§ **Problem requirements**
With the pictures removed, please write out every line below exactly as given.

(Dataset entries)
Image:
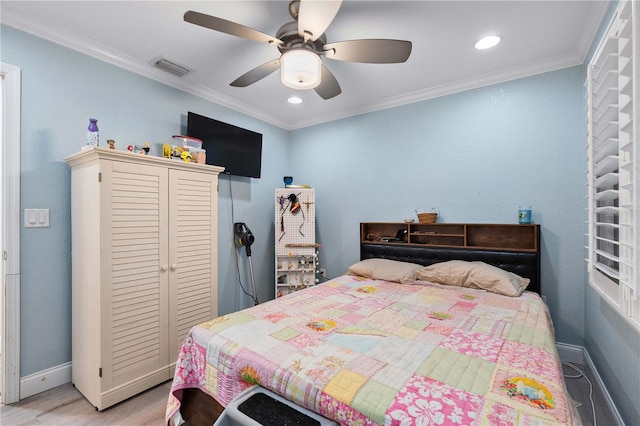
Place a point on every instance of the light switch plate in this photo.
(36, 218)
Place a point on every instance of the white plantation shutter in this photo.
(613, 162)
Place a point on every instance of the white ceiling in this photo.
(538, 36)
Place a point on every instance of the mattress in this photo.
(362, 351)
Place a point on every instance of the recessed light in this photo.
(487, 42)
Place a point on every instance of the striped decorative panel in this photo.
(194, 220)
(135, 250)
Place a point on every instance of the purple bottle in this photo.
(92, 133)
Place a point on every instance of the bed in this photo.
(388, 344)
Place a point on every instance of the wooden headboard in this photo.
(525, 263)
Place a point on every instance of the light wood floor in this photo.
(65, 406)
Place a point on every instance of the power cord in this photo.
(579, 375)
(235, 249)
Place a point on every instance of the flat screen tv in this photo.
(238, 150)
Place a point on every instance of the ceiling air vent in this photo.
(171, 67)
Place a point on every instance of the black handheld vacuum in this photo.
(244, 238)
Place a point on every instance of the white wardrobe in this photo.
(144, 267)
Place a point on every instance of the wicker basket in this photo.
(427, 217)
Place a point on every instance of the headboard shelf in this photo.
(515, 248)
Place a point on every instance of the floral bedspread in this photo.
(365, 352)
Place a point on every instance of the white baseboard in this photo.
(45, 380)
(571, 353)
(579, 355)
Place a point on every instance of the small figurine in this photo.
(176, 152)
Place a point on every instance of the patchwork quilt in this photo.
(365, 352)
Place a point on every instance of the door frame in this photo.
(10, 168)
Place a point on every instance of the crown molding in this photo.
(514, 73)
(108, 55)
(104, 53)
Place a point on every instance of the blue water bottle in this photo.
(524, 214)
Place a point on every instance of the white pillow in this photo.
(385, 269)
(474, 275)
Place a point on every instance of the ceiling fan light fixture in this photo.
(300, 69)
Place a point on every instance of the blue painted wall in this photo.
(476, 155)
(61, 89)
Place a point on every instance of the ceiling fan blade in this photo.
(256, 74)
(315, 16)
(329, 86)
(371, 51)
(228, 27)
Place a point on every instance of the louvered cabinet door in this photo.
(135, 277)
(193, 211)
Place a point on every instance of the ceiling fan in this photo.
(302, 44)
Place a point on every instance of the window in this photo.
(614, 165)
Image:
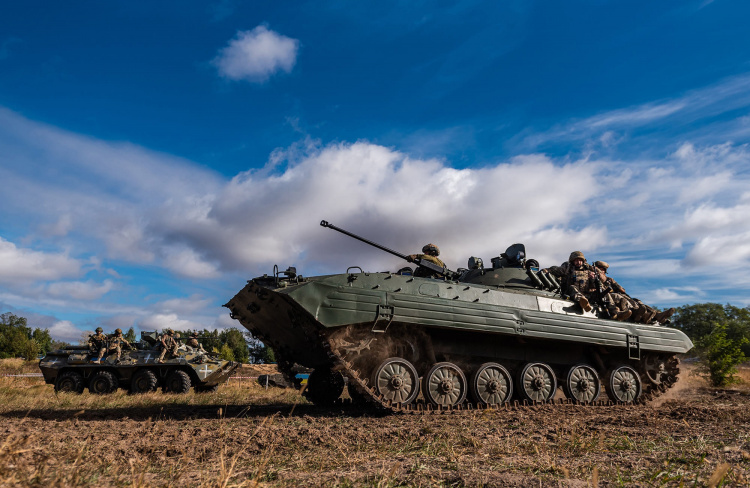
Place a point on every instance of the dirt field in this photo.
(243, 435)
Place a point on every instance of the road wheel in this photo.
(623, 385)
(444, 385)
(491, 384)
(537, 382)
(397, 380)
(177, 382)
(324, 386)
(69, 382)
(102, 382)
(144, 381)
(582, 384)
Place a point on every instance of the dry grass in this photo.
(244, 435)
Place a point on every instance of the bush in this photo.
(721, 355)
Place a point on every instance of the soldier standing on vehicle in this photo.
(193, 343)
(98, 344)
(116, 342)
(578, 279)
(641, 313)
(619, 305)
(168, 345)
(431, 253)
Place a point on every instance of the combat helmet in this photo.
(431, 248)
(576, 255)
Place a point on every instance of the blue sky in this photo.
(154, 156)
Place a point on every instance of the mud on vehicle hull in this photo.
(395, 337)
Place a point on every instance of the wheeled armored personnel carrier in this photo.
(72, 369)
(478, 337)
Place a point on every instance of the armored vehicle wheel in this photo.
(623, 385)
(143, 381)
(582, 384)
(444, 385)
(491, 384)
(397, 380)
(537, 382)
(102, 382)
(177, 382)
(324, 386)
(69, 382)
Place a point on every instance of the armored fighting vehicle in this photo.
(72, 369)
(478, 337)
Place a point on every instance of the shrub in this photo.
(721, 355)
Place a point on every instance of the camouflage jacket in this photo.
(115, 341)
(580, 278)
(97, 341)
(426, 273)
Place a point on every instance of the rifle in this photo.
(419, 262)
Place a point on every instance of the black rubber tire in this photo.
(324, 387)
(528, 388)
(102, 383)
(445, 375)
(177, 382)
(144, 381)
(491, 384)
(69, 382)
(396, 370)
(582, 376)
(206, 389)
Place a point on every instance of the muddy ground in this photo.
(244, 435)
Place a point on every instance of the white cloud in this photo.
(26, 265)
(80, 290)
(64, 330)
(167, 321)
(256, 55)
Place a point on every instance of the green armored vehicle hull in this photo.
(72, 370)
(486, 337)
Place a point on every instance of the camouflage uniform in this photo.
(193, 344)
(619, 305)
(98, 344)
(116, 342)
(577, 282)
(638, 311)
(168, 345)
(431, 253)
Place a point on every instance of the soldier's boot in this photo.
(638, 314)
(624, 315)
(648, 317)
(584, 303)
(661, 317)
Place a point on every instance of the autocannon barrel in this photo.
(419, 262)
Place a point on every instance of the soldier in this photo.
(641, 313)
(98, 344)
(619, 305)
(578, 279)
(431, 253)
(168, 345)
(193, 344)
(116, 342)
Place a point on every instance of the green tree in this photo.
(226, 353)
(721, 355)
(699, 320)
(17, 339)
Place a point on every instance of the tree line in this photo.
(18, 340)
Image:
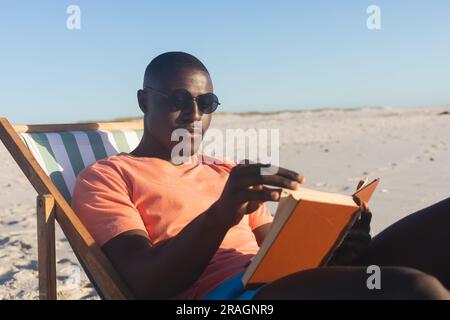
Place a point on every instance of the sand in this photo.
(407, 148)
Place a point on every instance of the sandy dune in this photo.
(407, 148)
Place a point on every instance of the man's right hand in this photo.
(244, 191)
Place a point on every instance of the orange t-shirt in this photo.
(123, 193)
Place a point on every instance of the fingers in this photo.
(263, 195)
(247, 175)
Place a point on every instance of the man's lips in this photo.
(192, 131)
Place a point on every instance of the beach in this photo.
(408, 148)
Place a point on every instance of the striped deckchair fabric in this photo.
(63, 155)
(51, 157)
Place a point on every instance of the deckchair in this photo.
(51, 156)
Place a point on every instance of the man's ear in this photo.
(142, 101)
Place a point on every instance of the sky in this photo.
(262, 55)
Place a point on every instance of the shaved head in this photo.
(164, 67)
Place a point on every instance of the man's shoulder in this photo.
(217, 163)
(110, 165)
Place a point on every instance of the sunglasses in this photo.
(181, 99)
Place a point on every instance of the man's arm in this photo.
(165, 270)
(169, 268)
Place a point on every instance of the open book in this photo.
(308, 226)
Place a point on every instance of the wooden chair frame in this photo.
(52, 206)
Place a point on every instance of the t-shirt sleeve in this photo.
(101, 200)
(261, 217)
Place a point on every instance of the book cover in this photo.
(308, 226)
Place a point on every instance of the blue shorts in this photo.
(232, 289)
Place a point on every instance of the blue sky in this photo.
(263, 55)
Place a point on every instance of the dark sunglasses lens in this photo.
(179, 99)
(208, 103)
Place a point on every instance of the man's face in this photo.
(160, 118)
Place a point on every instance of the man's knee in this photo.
(414, 284)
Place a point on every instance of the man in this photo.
(188, 231)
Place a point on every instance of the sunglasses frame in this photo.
(168, 96)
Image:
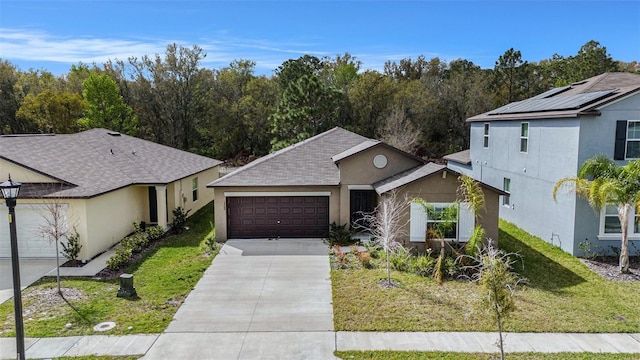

§ **Expected output**
Image:
Place a point on every instance of the light switch plate in this photo.
(36, 218)
Place a point on every instance of the white plantation shutter in this photo.
(613, 162)
Place a point on every instance of the white ceiling in this photo.
(538, 36)
Place a point on every instance of the mattress in this photo.
(362, 351)
Place a point on every instance of the recessed light in this photo.
(487, 42)
Place a point on every instance of the striped decorative panel in this photo.
(194, 220)
(135, 250)
Place a point on every instance of the purple bottle in this photo.
(92, 133)
Place a point on every instance of the bed in this photo.
(388, 344)
Place a point on every instance of the wooden headboard in this photo.
(525, 263)
Place a point on every instance of the light wood floor in this photo.
(65, 406)
Place a point on every instance of the power cord in this photo.
(579, 375)
(235, 249)
Place a point on every instance of the flat screen tv in this photo.
(238, 150)
Place a point on every instance of the ceiling air vent in this photo.
(171, 67)
Place a point on every instance of the black handheld vacuum in this photo.
(244, 238)
Place a point on every instance of the white wardrobe in this photo.
(144, 267)
Place a point on every instance of the wicker basket in this photo.
(427, 217)
Place a point on every instance of the headboard shelf in this photo.
(515, 248)
Place a point on every instance of the floral bedspread in this photo.
(365, 352)
Place a point on every instance of the white baseboard in this photo.
(45, 380)
(571, 353)
(579, 355)
Place a point on every instance of the small figurine in this photo.
(176, 152)
Place a point on every instance of the patchwork quilt in this photo.
(365, 352)
Place a point on every instance of the door frame in this photo.
(10, 168)
Place a point on every instance of the crown molding in this photo.
(514, 73)
(108, 55)
(104, 53)
Place a point on every instance of the blue water bottle in this photo.
(524, 214)
Place a point on every instance of the white pillow in this photo.
(385, 269)
(474, 275)
Place a point on every instance of the ceiling fan light fixture in this photo.
(300, 69)
Place a point on every instance of the blue painted wall in this photo.
(476, 155)
(61, 89)
Place a point on every instance of the ceiling fan blade in this photo.
(256, 74)
(315, 16)
(329, 86)
(371, 51)
(228, 27)
Place a point on every instance of the louvered cabinet door in this photo.
(135, 277)
(193, 211)
Place a point on every instance of the ceiling fan in this photo.
(302, 44)
Place a point on every instance of the window in this photo.
(614, 165)
Image:
Place a point on every instance of the dirt field in this photo.
(243, 435)
Place a point on every instance of the road wheel in this photo.
(623, 385)
(444, 385)
(491, 384)
(537, 382)
(397, 380)
(177, 382)
(324, 386)
(69, 382)
(102, 382)
(144, 381)
(582, 384)
Place a point on every instance of the dry grass in this photo.
(244, 435)
Place a point on every instance of the bush in this photo.
(721, 355)
Place a point on every instance of the soldier standing on vehicle in this photo.
(193, 343)
(98, 344)
(116, 342)
(578, 279)
(641, 313)
(619, 305)
(168, 345)
(431, 253)
Place a point on every instance of the combat helmet in this photo.
(431, 248)
(576, 255)
Place a point on every instance of the blue sky in this photo.
(154, 156)
Place a point on every instance of the mud on vehicle hull in this photo.
(395, 337)
Place a point on every instance of the wheeled armored personnel carrier in this photo.
(72, 369)
(478, 337)
Place a point on every instance of the armored vehicle wheel in this photo.
(623, 385)
(143, 381)
(582, 384)
(444, 385)
(491, 384)
(397, 380)
(537, 382)
(102, 382)
(177, 382)
(324, 386)
(69, 382)
Place a point on every instance of the armored fighting vehicle in this photo.
(72, 369)
(478, 337)
Place a point on every instance of the shrub in this photo.
(721, 355)
Place a point on every instance of the camouflage jacket in this photo.
(115, 341)
(580, 278)
(97, 341)
(426, 273)
Place a point on every instance of the rifle in this photo.
(419, 262)
Place a point on every instance of the black rubber tire in this photo.
(324, 387)
(528, 388)
(102, 383)
(445, 375)
(177, 382)
(144, 381)
(491, 384)
(69, 382)
(396, 370)
(582, 376)
(206, 389)
Place a point on every instance of the muddy ground in this photo.
(244, 435)
Place a point on every instance of the white cloud in this photo.
(26, 265)
(80, 290)
(64, 330)
(167, 321)
(256, 55)
Place a point on every instance of the green armored vehicle hull in this photo.
(72, 370)
(486, 337)
Place a point on every instance of the camouflage uniform in this photo.
(193, 344)
(619, 305)
(98, 344)
(116, 342)
(577, 282)
(638, 311)
(168, 345)
(431, 253)
Place a point on every instance of the soldier's boot in this photo.
(638, 314)
(624, 315)
(648, 317)
(584, 303)
(661, 317)
Place a point on every instance of the autocannon barrel in this photo.
(419, 262)
Place a point on every instance of the soldier in this photo.
(641, 313)
(98, 344)
(619, 305)
(578, 279)
(431, 253)
(168, 345)
(193, 344)
(116, 342)
Place a point on every instance of the green tree in this photo.
(226, 353)
(721, 355)
(699, 320)
(17, 339)
Place a point on every instance of the tree line in this photo.
(18, 340)
Image:
Place a point on every instance of the sand in this photo.
(407, 148)
Place a point on every instance of the sandy dune in this photo.
(407, 148)
Place a point on every instance of the man's right hand in this photo.
(244, 191)
Place a point on every instance of the orange t-shirt in this photo.
(123, 193)
Place a point on every instance of the fingers in this photo.
(263, 195)
(247, 175)
Place a point on every instance of the man's lips in this photo.
(192, 131)
Place a point on every instance of the beach in this photo.
(408, 148)
Place a point on every instance of the striped deckchair fabric in this photo.
(63, 155)
(51, 157)
Place a point on every instance of the deckchair in this photo.
(51, 156)
Place a point on every instance of the man's ear in this photo.
(142, 101)
Place a point on every instance of the sky in this photo.
(262, 55)
Place a point on every instance of the shaved head in this photo.
(164, 67)
Place a point on every instance of the man's shoulder in this photo.
(217, 163)
(110, 165)
Place a point on every instance of the sunglasses in this photo.
(181, 99)
Place a point on every instance of the man's arm in this photo.
(165, 270)
(169, 268)
Place a point on every instance of the open book in this photo.
(308, 226)
Place a point on every instance of the wooden chair frame in this photo.
(52, 206)
Place a point on every instance of the t-shirt sleeve in this photo.
(101, 200)
(261, 217)
Place a point on every instance of the book cover in this photo.
(308, 226)
Place a point on every instance of the blue shorts in this photo.
(232, 289)
Place a point on every instance of the blue sky in this photo.
(263, 55)
Place a point on every instance of the dark sunglasses lens in this photo.
(179, 99)
(208, 103)
Place a point on every instance of the man's face in this photo.
(160, 118)
Place a point on every instance of the man's knee in this photo.
(414, 284)
Place a point on every instance of the man in this photo.
(188, 231)
Place a point on every instance of the sunglasses frame in this photo.
(168, 96)
Image:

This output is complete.